◆ DIRECTION A ◆
From the obesity policy abstract, pull out everything from "Alghamdi, Fahad Mohammed" down to "University of York.".
◆ DIRECTION B ◆
Translate this sentence from the obesity policy abstract into Spanish: "Interview data illustrated how “nanny state” rhetoric and neoliberal assumptions limited ambition."
◆ DIRECTION C ◆
According to the obesity policy abstract, how much did sugar fall when the policies were enforced by law through the SDIL?

◆ PAGE ◆
________________________

Alghamdi, Fahad Mohammed G (2025) TACKLING THE OBESITY CRISIS – AN ANALYSIS INTO POLICIES ON OBESITY IN THE UK BETWEEN 2007 TO 2017; APPLYING KINGDON’S MULTIPLE STREAMS APPROACH AND LUKES’ THREE DIMENSIONS OF POWER. PhD thesis, University of York.
Abstract
Obesity has been a consistent public health concern in the United Kingdom with rising prevalence rates between 2007 and 2017. While its health and economic impacts have been recognised across the political and scientific spectrum, policy responses have been patchy and narrow in scope. This thesis seeks to explore how ideological narratives, political economies and power asymmetries informed obesity policy in the UK, using the development and implementation of the Soft Drinks Industry Levy (SDIL) as the primary case study. Based on Kingdon’s Multiple Streams Approach (MSA) and Lukes’ Three Dimensions of Power, the analysis seeks to understand how framing processes, stakeholder alliances, and institutional dynamics constrained or enabled structural interventions. For the study, a qualitative research design was used comprising two methodological strands. First, semi-structured interviews were carried out with three senior policy actors, who were purposely sampled due to their direct involvement within UK obesity policymaking processes. Using NVivo software, interview data were thematically analysed to identify narrative patterns across six/main and twelve/sub themes. Second, a documentary content study was performed. This involved content and discourse analysis to assess the framing of obesity, regulatory omissions and industry influence within the three streams of problem, policy and politics.
The analysis identified six main themes and twelve subthemes in UK obesity policy from 2007 to 2017. Parliamentary records showed that 71% of the discourse painted obesity as an individual issue while only 29% accounted for structural causes. Industry sway was strong, resulting in only a 3% sugar reduction when the policies were voluntary, compared to a 44% reduction when policies were implemented by law through the SDIL. These include political-economic determinants, tensions between industrialisation and advocacy, implementation opacity, ideological framings, bureaucratic inertia, and unintended political consequences. Interview data illustrated how “nanny state” rhetoric and neoliberal assumptions limited ambition. Collectively, the findings illustrate how the institutional complexity, competing narratives, and power asymmetries undermined substantive reform and prioritised tokenistic policy gestures.

________________________

◆ RECORDS SHOWN ◆

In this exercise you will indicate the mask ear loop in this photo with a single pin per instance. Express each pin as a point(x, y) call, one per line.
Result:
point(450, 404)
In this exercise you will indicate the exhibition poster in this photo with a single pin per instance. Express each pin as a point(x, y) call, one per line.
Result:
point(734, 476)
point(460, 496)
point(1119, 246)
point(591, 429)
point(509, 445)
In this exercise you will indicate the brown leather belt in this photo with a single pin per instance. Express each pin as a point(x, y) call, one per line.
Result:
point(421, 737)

________________________

◆ TASK RESPONSE A ◆
Alghamdi, Fahad Mohammed G (2025) TACKLING THE OBESITY CRISIS – AN ANALYSIS INTO POLICIES ON OBESITY IN THE UK BETWEEN 2007 TO 2017; APPLYING KINGDON’S MULTIPLE STREAMS APPROACH AND LUKES’ THREE DIMENSIONS OF POWER. PhD thesis, University of York.

◆ TASK RESPONSE B ◆
Los datos de las entrevistas ilustraron cómo la retórica del «Estado niñera» y los supuestos neoliberales limitaron la ambición.

◆ TASK RESPONSE C ◆
It fell by 44%.